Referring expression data
--

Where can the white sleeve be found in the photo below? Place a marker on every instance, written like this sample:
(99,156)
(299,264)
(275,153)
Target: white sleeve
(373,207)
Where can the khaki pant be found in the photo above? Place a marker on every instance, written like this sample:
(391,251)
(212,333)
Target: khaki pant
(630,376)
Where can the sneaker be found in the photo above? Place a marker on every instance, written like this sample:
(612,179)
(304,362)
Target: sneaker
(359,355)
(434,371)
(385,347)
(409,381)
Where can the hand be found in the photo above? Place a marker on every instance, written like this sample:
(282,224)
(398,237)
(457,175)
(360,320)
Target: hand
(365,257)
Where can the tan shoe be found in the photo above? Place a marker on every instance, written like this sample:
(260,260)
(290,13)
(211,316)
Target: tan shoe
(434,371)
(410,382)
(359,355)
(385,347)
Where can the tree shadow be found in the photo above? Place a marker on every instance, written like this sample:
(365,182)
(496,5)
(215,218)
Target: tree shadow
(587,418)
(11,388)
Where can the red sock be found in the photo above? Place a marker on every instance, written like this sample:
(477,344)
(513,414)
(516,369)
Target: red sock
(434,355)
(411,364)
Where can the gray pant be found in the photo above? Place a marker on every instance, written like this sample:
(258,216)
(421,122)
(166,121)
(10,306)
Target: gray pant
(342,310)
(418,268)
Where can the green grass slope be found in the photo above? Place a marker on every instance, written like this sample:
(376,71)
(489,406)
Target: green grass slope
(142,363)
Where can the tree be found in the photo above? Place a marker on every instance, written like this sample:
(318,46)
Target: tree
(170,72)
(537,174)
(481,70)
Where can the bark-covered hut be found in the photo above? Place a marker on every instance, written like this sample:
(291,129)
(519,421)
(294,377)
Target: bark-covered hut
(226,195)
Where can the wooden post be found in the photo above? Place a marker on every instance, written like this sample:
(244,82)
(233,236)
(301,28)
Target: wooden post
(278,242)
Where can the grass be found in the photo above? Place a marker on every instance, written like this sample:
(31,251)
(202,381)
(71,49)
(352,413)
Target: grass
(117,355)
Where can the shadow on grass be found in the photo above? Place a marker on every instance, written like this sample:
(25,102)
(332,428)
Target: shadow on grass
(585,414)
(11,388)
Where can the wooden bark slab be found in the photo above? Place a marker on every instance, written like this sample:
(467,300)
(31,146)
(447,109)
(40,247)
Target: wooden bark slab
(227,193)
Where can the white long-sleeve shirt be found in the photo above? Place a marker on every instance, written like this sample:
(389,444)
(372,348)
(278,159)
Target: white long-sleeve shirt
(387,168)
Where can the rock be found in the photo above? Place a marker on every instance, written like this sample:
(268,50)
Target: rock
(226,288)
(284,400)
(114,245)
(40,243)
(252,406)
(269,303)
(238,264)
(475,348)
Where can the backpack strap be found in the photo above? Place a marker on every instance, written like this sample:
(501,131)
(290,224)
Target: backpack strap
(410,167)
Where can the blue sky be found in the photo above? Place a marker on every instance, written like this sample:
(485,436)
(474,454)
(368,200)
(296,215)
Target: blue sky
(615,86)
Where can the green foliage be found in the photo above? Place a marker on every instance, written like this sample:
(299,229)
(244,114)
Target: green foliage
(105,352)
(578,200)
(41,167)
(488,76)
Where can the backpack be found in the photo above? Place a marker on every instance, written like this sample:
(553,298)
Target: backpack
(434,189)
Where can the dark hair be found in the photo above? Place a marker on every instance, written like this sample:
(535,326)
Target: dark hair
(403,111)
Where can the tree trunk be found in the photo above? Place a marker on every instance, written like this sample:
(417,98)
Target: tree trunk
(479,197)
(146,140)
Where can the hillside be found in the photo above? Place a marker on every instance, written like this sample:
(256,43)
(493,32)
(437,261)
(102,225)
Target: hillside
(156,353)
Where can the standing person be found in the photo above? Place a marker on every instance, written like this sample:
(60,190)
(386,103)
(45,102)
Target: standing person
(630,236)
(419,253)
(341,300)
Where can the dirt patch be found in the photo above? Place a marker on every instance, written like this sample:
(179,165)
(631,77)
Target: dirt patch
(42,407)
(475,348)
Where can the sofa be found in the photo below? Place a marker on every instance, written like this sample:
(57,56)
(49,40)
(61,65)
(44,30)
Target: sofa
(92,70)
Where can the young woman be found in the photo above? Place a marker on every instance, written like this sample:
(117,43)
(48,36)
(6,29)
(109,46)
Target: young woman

--

__Exercise instructions__. Some lines of the records above may hold the word "young". Report how many, and nothing else.

__Completed task__. 2